YOUR TASK: Repeat the records word for word, from their first line through the line that contains "rough mask: <svg", inclusive.

*** RECORDS

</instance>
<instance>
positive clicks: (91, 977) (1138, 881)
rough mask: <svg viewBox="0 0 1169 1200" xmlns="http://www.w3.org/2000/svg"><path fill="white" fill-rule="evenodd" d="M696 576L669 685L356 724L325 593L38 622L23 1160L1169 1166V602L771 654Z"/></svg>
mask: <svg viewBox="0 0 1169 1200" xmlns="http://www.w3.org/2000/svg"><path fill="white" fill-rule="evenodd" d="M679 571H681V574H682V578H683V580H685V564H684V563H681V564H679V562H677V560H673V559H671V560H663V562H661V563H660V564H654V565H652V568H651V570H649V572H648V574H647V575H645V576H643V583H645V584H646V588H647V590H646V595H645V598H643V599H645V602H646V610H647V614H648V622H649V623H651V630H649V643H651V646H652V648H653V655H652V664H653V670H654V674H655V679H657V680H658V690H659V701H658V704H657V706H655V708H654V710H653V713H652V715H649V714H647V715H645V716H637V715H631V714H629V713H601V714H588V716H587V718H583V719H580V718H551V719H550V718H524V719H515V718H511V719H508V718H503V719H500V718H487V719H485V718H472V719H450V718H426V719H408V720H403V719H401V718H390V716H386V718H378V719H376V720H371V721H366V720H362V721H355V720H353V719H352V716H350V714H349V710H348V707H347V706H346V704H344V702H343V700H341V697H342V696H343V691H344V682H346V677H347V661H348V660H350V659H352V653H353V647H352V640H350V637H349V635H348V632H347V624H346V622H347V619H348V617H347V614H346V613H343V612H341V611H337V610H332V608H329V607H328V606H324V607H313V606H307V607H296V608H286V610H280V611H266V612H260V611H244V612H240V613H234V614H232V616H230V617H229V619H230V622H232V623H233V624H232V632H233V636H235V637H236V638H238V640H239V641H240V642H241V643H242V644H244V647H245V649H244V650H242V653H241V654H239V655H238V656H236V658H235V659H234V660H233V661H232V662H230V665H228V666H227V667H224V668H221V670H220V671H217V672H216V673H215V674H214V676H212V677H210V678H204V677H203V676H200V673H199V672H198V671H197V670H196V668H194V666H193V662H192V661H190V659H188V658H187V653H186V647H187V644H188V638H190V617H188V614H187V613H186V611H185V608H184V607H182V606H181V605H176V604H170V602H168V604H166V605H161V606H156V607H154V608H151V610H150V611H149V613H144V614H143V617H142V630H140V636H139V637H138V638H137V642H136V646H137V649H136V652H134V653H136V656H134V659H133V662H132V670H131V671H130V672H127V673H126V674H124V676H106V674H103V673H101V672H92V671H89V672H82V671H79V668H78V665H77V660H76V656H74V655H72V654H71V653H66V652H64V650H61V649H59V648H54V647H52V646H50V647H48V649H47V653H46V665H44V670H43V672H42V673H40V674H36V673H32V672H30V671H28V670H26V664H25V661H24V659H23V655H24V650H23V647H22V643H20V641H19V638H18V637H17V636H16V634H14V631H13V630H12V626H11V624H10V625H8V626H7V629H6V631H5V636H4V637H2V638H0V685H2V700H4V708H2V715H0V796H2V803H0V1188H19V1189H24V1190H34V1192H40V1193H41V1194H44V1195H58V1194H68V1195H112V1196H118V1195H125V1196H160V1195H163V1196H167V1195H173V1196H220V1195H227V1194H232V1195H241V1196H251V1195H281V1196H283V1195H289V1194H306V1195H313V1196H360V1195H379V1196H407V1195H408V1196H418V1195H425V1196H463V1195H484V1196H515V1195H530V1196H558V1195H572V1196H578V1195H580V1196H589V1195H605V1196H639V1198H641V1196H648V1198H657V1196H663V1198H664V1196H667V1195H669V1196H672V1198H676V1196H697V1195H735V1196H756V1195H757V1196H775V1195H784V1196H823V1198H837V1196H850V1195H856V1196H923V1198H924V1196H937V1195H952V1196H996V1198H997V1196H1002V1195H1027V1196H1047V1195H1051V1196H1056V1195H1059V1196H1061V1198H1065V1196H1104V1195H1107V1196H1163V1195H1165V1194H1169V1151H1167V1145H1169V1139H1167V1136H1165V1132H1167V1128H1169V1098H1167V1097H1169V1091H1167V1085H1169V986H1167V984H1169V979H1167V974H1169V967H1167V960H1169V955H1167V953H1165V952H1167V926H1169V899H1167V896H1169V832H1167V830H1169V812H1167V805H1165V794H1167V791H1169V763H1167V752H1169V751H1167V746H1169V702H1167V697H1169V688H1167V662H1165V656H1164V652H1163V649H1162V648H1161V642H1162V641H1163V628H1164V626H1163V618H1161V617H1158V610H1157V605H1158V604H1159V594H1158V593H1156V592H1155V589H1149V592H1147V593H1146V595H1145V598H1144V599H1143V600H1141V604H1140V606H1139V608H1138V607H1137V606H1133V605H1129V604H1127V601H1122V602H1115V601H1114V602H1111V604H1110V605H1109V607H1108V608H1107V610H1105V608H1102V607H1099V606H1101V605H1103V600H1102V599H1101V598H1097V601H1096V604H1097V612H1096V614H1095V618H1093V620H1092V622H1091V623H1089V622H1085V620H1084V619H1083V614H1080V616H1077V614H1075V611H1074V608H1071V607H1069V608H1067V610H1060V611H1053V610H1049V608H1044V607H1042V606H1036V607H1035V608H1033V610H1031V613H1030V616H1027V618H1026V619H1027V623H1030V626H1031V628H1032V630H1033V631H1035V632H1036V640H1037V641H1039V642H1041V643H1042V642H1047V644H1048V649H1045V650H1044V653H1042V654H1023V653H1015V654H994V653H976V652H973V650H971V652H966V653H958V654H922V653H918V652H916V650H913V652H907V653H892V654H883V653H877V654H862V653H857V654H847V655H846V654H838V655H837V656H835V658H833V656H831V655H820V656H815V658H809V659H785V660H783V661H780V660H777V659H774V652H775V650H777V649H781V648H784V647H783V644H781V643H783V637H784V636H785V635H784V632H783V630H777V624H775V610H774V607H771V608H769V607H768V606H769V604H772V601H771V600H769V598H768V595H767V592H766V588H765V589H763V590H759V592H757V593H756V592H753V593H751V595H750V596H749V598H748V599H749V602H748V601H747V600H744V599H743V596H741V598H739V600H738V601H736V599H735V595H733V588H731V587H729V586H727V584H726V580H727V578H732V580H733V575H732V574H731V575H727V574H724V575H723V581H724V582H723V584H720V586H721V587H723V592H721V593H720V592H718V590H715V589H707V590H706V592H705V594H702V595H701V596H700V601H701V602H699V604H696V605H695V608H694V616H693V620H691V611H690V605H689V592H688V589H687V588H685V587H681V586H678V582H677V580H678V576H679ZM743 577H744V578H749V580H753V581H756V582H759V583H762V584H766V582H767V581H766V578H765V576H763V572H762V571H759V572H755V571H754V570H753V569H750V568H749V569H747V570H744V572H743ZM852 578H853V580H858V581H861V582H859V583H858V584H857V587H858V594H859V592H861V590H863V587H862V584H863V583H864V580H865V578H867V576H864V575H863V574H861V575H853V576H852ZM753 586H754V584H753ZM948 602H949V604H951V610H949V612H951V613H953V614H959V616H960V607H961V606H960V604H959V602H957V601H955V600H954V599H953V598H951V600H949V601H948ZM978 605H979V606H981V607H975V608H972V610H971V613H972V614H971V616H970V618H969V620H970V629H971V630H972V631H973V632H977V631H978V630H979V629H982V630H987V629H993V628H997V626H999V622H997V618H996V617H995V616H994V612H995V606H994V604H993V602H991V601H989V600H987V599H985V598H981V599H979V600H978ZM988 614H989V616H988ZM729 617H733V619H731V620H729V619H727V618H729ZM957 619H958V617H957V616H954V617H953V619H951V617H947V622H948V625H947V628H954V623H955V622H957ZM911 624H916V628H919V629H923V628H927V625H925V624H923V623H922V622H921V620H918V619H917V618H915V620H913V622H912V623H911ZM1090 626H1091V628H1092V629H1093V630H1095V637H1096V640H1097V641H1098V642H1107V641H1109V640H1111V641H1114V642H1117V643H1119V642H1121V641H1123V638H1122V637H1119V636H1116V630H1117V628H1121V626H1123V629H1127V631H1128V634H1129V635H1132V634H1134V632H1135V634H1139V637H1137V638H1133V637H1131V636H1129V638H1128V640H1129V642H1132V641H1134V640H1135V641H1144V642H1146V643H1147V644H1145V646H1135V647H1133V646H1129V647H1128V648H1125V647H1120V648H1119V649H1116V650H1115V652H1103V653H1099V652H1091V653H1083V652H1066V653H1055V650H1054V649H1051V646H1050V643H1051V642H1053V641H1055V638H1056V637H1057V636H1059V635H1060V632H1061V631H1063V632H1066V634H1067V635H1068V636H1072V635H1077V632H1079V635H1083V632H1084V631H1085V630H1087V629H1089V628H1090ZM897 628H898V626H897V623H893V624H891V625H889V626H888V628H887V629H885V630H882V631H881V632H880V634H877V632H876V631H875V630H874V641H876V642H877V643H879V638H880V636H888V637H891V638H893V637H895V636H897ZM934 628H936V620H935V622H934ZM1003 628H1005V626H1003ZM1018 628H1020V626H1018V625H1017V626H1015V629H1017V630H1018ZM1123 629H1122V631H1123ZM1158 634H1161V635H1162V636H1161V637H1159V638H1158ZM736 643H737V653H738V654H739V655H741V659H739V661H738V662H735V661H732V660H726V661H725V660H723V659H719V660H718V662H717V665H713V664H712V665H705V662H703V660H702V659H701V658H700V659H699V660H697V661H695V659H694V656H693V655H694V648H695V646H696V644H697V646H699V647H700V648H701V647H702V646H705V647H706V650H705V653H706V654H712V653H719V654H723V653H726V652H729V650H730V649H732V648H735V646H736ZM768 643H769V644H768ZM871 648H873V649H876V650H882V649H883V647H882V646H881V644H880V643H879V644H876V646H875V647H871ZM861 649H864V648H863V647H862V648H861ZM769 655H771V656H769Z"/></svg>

******

SOLUTION FOR THIS EXERCISE:
</instance>
<instance>
positive clicks: (91, 977) (1138, 881)
rough mask: <svg viewBox="0 0 1169 1200" xmlns="http://www.w3.org/2000/svg"><path fill="white" fill-rule="evenodd" d="M696 576L669 685L356 724L325 593L38 622L23 1160L1169 1166V602L771 654Z"/></svg>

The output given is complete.